* PASSAGE PROVIDED *
━━━━━━━━

This project focuses on predicting heart disease using machine-learning models. The dataset used in this project includes various health-related features, and the goal is to build models that can accurately predict the likelihood of heart disease in individuals.
Explored the dataset for insights and patterns. Handled missing values and checked for duplicate rows. Separated categorical and numerical variables. Created visualizations (bar plots, histograms, boxplots) to understand data distributions.
Performed dummy encoding for categorical variables. Addressed skewness and outliers in numerical columns using various transformations. Conducted spatial sign transformation for outlier removal.
Implemented a variety of machine learning models, including Logistic Regression (GLM), Support Vector Machine (SVM), k-nearest Neighbors (KNN), Neural Networks, and more. Utilized advanced techniques such as hyperparameter tuning and spatial sign transformation to optimize model performance. Evaluated models using confusion matrices and key metrics.
Compared the performance of SVM and GLM models, highlighting metrics such as sensitivity, specificity, and AUC. Chose the GLM model as the preferred choice for heart failure prediction.

━━━━━━━━

* WHAT THE EXERCISE ASKS *
Reproduce the heart disease prediction write-up word for word, covering the stretch from "Explored the dataset" through "for outlier removal.".

━━━━━━━━

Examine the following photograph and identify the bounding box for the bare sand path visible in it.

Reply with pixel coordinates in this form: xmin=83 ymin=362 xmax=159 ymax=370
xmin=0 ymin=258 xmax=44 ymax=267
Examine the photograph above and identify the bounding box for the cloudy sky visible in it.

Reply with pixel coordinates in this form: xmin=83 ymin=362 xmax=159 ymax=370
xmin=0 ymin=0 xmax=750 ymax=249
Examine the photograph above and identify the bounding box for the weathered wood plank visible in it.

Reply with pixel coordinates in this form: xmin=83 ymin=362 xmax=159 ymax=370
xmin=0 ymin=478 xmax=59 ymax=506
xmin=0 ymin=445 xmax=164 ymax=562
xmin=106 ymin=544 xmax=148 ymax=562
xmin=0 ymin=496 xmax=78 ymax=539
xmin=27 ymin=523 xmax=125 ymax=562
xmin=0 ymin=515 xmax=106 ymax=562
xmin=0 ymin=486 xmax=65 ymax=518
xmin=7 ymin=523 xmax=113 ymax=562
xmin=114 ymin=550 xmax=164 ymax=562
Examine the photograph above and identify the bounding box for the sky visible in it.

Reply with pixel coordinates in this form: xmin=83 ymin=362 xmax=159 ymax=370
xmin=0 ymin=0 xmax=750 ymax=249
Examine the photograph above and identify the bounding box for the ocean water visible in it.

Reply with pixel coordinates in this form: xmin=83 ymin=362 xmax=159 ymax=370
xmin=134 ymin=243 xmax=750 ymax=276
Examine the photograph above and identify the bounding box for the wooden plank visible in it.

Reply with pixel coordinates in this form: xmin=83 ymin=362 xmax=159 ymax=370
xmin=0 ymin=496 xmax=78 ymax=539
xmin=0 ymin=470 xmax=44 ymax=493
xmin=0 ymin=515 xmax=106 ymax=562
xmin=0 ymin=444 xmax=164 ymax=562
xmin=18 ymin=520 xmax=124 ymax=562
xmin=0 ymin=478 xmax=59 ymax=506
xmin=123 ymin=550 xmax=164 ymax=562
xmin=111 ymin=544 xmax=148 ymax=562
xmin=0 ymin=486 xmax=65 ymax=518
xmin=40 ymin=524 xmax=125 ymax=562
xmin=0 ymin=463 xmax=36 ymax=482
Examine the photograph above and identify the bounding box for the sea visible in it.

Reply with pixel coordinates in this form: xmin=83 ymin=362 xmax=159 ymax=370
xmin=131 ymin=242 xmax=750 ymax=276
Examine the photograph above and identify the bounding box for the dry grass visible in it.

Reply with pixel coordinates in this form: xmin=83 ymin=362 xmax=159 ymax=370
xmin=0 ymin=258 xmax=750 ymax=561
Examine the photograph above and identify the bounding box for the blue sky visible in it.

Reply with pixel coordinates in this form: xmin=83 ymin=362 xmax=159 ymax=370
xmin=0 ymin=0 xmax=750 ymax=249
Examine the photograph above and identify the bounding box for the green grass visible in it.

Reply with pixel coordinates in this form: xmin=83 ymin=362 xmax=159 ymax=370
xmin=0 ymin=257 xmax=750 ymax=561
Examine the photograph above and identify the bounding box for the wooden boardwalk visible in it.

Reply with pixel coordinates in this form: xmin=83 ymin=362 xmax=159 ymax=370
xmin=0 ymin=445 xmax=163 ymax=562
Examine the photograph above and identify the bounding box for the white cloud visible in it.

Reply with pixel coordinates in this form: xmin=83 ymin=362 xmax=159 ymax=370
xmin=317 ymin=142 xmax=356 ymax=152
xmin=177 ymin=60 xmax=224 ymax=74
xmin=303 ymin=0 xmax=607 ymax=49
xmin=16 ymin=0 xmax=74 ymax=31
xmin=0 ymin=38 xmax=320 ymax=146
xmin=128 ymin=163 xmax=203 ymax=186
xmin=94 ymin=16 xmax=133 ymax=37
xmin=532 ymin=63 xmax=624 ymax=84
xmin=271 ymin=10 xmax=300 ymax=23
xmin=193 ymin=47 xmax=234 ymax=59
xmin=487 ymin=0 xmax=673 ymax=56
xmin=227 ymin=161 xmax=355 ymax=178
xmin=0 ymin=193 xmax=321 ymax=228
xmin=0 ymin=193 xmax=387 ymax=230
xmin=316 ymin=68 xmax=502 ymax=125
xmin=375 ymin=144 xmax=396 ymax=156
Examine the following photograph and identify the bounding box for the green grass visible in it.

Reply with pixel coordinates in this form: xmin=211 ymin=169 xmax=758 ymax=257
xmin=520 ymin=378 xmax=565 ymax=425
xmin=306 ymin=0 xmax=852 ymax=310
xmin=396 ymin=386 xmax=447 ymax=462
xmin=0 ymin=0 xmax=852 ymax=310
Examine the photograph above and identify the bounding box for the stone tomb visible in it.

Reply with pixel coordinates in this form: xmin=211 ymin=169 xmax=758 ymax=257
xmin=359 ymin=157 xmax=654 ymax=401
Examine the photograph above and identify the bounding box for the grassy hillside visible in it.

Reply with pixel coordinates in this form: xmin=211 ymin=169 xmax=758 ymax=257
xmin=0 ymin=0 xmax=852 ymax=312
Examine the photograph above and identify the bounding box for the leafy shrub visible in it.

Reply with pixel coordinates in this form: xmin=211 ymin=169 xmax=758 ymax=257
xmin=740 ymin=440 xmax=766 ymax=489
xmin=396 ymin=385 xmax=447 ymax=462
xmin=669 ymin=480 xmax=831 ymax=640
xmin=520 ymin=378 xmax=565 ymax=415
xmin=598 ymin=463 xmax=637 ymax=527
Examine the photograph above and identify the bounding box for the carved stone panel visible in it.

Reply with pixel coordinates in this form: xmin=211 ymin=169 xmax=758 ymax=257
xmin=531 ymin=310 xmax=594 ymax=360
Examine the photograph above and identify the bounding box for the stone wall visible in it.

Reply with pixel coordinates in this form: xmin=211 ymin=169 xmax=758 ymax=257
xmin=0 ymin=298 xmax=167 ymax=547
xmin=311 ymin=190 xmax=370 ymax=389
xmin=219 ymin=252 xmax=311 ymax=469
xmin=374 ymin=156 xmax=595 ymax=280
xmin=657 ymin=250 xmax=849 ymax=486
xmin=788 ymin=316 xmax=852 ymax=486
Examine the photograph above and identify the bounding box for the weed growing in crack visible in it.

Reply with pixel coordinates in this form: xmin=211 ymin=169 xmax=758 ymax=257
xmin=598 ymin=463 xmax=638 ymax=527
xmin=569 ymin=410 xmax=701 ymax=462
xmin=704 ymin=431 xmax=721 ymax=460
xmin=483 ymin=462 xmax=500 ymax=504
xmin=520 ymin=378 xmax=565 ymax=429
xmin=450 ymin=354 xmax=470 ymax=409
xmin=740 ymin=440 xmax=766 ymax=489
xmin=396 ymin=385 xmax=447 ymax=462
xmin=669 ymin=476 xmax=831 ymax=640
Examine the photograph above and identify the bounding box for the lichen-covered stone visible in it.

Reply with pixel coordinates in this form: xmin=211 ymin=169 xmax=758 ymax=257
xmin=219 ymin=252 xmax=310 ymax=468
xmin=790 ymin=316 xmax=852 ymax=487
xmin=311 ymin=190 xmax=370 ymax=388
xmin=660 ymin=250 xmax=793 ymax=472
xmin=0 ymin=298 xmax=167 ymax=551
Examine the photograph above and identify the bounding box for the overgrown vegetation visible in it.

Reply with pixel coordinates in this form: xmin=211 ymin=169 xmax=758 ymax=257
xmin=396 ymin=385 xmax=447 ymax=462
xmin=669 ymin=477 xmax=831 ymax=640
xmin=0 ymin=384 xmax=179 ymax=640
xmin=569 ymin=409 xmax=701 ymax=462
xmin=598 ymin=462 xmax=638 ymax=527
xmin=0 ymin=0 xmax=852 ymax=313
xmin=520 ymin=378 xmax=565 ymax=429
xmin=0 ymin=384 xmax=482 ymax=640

━━━━━━━━

* FINISHED EXERCISE *
Explored the dataset for insights and patterns. Handled missing values and checked for duplicate rows. Separated categorical and numerical variables. Created visualizations (bar plots, histograms, boxplots) to understand data distributions.
Performed dummy encoding for categorical variables. Addressed skewness and outliers in numerical columns using various transformations. Conducted spatial sign transformation for outlier removal.